---------- Provided material

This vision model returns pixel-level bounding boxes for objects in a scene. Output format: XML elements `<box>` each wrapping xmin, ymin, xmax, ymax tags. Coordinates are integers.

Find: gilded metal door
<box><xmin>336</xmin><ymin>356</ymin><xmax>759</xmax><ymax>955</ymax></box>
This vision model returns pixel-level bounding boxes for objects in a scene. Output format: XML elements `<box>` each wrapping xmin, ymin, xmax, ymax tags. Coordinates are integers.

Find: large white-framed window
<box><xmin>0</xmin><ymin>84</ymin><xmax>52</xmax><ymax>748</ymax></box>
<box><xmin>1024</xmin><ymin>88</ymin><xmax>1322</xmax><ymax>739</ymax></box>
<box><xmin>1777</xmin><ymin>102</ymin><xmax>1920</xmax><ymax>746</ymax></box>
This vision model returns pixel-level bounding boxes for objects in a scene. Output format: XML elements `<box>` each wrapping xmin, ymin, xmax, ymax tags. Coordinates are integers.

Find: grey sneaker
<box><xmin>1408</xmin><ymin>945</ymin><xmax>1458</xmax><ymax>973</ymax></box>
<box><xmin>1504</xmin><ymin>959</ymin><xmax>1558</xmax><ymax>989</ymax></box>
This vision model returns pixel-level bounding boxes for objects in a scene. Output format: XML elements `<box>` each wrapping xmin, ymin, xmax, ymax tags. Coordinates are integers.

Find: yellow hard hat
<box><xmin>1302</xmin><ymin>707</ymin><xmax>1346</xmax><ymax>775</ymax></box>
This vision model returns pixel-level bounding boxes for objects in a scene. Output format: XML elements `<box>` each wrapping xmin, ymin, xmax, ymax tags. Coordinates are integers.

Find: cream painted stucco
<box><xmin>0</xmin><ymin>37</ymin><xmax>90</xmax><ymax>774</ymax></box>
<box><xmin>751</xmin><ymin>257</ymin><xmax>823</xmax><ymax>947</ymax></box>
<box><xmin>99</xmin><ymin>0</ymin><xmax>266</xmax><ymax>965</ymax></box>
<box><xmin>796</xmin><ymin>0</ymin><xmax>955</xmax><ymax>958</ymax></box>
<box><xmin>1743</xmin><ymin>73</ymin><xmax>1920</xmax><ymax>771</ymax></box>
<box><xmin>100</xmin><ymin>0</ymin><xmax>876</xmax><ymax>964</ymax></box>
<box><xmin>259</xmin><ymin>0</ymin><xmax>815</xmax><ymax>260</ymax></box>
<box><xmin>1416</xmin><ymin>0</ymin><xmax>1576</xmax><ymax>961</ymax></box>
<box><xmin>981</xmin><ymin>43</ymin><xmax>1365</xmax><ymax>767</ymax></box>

--------------------

Return the full listing exactly as written.

This vision model returns pixel-level bounding boxes for objects in a scene. Output format: XML elements `<box>` each wrapping xmin, ymin, xmax, ymax tags. Coordinates are integers.

Find: gilded metal door
<box><xmin>336</xmin><ymin>356</ymin><xmax>759</xmax><ymax>955</ymax></box>
This vision model returns pixel-level bounding boxes for objects in a scene. Output format: XML elements `<box>` each wrapping xmin, ymin, xmax, ymax tags. Coordinates are integers.

Find: large white-framed window
<box><xmin>0</xmin><ymin>84</ymin><xmax>52</xmax><ymax>748</ymax></box>
<box><xmin>1024</xmin><ymin>88</ymin><xmax>1322</xmax><ymax>739</ymax></box>
<box><xmin>1777</xmin><ymin>102</ymin><xmax>1920</xmax><ymax>746</ymax></box>
This vision model returns pixel-level bounding boxes for objects in a scene. Output format: XML elements `<box>` each wrapping xmin, ymin, xmax, ymax tags. Coordinates are integers.

Find: grey sneaker
<box><xmin>1408</xmin><ymin>945</ymin><xmax>1458</xmax><ymax>973</ymax></box>
<box><xmin>1504</xmin><ymin>959</ymin><xmax>1558</xmax><ymax>989</ymax></box>
This vision model returns pixel-level bounding boxes for objects in a scene. Output format: XML elements `<box>` each wrapping xmin, ymin, xmax, ymax tags. Coordinates are integers.

Find: yellow hard hat
<box><xmin>1302</xmin><ymin>707</ymin><xmax>1346</xmax><ymax>775</ymax></box>
This vision model returns pixel-level bounding boxes for objects in a scene. Output format: XML elements `<box>` each wrapping xmin, ymin, xmax, ymax tags. Coordinates are integers.

Find: cream painted stucco
<box><xmin>0</xmin><ymin>37</ymin><xmax>90</xmax><ymax>774</ymax></box>
<box><xmin>751</xmin><ymin>257</ymin><xmax>823</xmax><ymax>947</ymax></box>
<box><xmin>99</xmin><ymin>0</ymin><xmax>266</xmax><ymax>965</ymax></box>
<box><xmin>796</xmin><ymin>0</ymin><xmax>955</xmax><ymax>958</ymax></box>
<box><xmin>1743</xmin><ymin>73</ymin><xmax>1920</xmax><ymax>771</ymax></box>
<box><xmin>100</xmin><ymin>0</ymin><xmax>876</xmax><ymax>964</ymax></box>
<box><xmin>259</xmin><ymin>0</ymin><xmax>815</xmax><ymax>260</ymax></box>
<box><xmin>1416</xmin><ymin>0</ymin><xmax>1576</xmax><ymax>961</ymax></box>
<box><xmin>981</xmin><ymin>43</ymin><xmax>1365</xmax><ymax>767</ymax></box>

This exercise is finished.